-- Start PASSAGE SHOWN --

Okay, to avoid being a complete Debbie Downer, there HAS been something positive lately as well.

1.) As I said, I think I'm starting to figure things out at the bookstore. The bosses have started to trust me more and give me more responsibility. Now if I only can sort these health problems out, I think I may have a chance at getting a real part-time job there. So yay. :)

2.) I finally got around to watching North & South (BBC 2004) completely. I'd seen a part or two of it years ago when they showed it on telly, but my memories were really fuzzy. Anyway, to those of you who don't know: it''s a four-part miniseries based on the book by Elizabeth Gaskell. Its premise is similar to Pride & Prejudice with all the pride and prejudice and misunderstandings before the lovers finally get together, but it's also a hella lot darker and grittier. The setting is mostly a smoky industrial town in Northern England in the 1850s, so the Austenian Regency lightness is absent. People also get beaten up and killed and whatnot left and right.

-- End PASSAGE SHOWN --

● WHAT YOU SHOULD DO
From the passage above, list every detail it gives about the North & South miniseries itself: what it is, its story, its setting and its tone.

-- Start SUPPLIED MATERIAL --

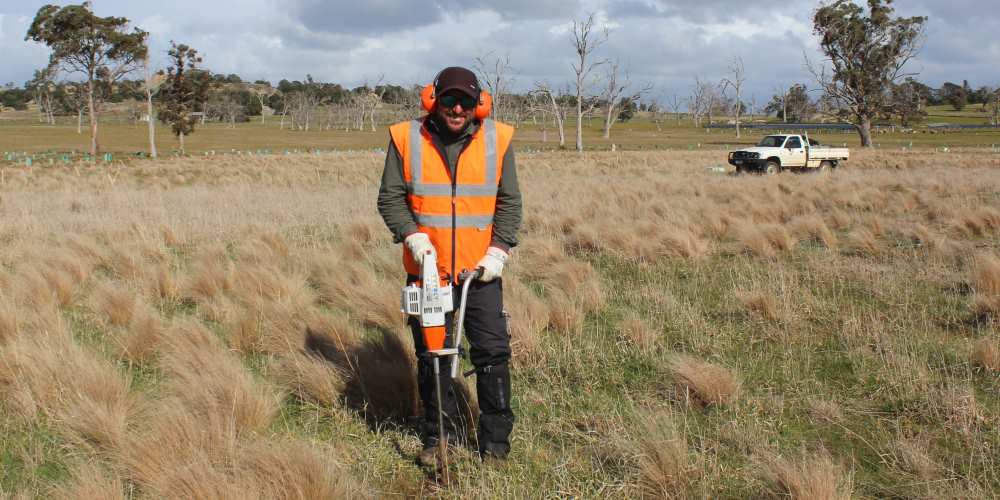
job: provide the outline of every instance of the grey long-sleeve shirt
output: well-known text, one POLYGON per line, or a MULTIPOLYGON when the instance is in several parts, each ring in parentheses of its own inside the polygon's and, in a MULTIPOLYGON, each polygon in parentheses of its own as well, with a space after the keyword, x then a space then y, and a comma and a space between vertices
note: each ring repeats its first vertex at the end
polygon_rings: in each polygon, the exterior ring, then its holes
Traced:
MULTIPOLYGON (((455 178, 458 157, 472 135, 479 129, 479 122, 471 124, 465 132, 448 133, 437 127, 434 120, 427 121, 427 130, 438 149, 444 151, 445 161, 455 178)), ((396 145, 389 140, 385 155, 385 170, 382 172, 382 186, 378 192, 378 212, 385 225, 392 232, 393 241, 402 242, 407 236, 417 232, 417 223, 406 203, 406 180, 403 178, 403 158, 396 145)), ((500 185, 497 190, 497 208, 493 216, 493 246, 509 251, 517 246, 517 233, 521 229, 521 191, 517 184, 517 166, 514 163, 514 148, 508 147, 503 157, 500 185)))

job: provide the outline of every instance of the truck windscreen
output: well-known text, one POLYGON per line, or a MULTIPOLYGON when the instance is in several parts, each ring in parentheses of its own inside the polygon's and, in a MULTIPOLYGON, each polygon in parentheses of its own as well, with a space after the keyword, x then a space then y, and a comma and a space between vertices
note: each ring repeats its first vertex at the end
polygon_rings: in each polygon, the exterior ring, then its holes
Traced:
POLYGON ((785 136, 783 135, 769 135, 760 140, 757 143, 758 147, 762 148, 780 148, 782 144, 785 143, 785 136))

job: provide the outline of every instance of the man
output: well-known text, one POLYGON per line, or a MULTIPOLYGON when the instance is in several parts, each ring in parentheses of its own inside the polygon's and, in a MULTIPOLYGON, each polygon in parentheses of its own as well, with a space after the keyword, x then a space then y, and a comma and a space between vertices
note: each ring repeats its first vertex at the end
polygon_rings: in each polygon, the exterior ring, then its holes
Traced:
MULTIPOLYGON (((511 351, 500 274, 510 249, 517 245, 521 225, 521 194, 510 147, 513 128, 486 118, 488 101, 468 69, 441 71, 433 90, 425 91, 428 115, 390 128, 378 196, 379 213, 394 241, 404 243, 408 283, 418 279, 428 252, 436 254, 440 275, 456 285, 461 272, 483 270, 469 290, 464 331, 476 368, 481 412, 477 434, 484 460, 505 459, 510 452, 511 351)), ((460 295, 454 294, 456 310, 460 295)), ((447 324, 447 345, 452 345, 450 314, 447 324)), ((441 438, 433 365, 415 318, 410 327, 425 412, 419 461, 431 465, 441 438)), ((447 415, 445 432, 450 435, 456 429, 458 405, 449 358, 441 361, 441 400, 447 415)))

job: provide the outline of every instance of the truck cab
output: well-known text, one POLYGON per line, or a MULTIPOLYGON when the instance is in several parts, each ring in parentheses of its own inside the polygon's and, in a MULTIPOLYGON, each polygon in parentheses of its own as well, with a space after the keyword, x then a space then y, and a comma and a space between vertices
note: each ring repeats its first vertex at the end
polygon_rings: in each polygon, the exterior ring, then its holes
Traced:
POLYGON ((807 134, 769 135, 754 147, 729 153, 729 164, 737 173, 773 175, 783 170, 830 170, 849 157, 847 148, 824 146, 807 134))

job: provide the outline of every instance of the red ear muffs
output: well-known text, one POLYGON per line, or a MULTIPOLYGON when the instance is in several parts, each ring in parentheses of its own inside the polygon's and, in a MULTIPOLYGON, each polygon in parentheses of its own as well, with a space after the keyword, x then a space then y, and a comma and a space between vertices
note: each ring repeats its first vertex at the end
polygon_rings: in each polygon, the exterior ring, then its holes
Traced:
POLYGON ((420 106, 428 113, 434 112, 434 108, 437 107, 437 100, 434 99, 434 84, 430 84, 420 91, 420 106))
POLYGON ((485 90, 479 92, 479 105, 476 106, 476 119, 485 120, 493 110, 493 96, 485 90))

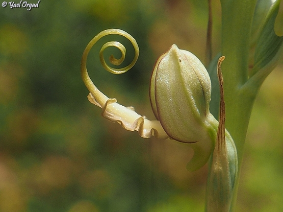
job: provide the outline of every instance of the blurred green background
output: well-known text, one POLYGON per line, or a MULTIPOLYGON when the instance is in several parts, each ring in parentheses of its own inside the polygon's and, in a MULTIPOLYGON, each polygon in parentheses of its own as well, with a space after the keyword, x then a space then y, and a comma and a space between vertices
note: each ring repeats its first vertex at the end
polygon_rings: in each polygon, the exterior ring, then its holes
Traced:
MULTIPOLYGON (((215 54, 221 8, 213 1, 215 54)), ((79 66, 99 32, 129 32, 140 49, 132 70, 121 75, 103 70, 98 52, 103 41, 124 41, 109 36, 92 50, 88 70, 108 97, 153 119, 148 89, 154 62, 173 44, 204 61, 207 11, 205 0, 42 0, 30 11, 1 7, 0 212, 204 211, 207 166, 189 172, 187 146, 143 139, 103 118, 87 100, 79 66)), ((127 63, 133 55, 126 47, 127 63)), ((238 212, 283 211, 283 68, 268 77, 255 105, 238 212)))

-- End SUPPLIED MATERIAL --

● THE COMPLETED TASK
- It was made by the BBC in 2004.
- It is a four-part miniseries.
- It is based on the book by Elizabeth Gaskell.
- Its premise is similar to Pride & Prejudice, with pride, prejudice and misunderstandings before the lovers finally get together.
- It is a lot darker and grittier than Pride & Prejudice.
- Its setting is mostly a smoky industrial town in Northern England in the 1850s.
- It lacks the Austenian Regency lightness.
- People in it get beaten up and killed.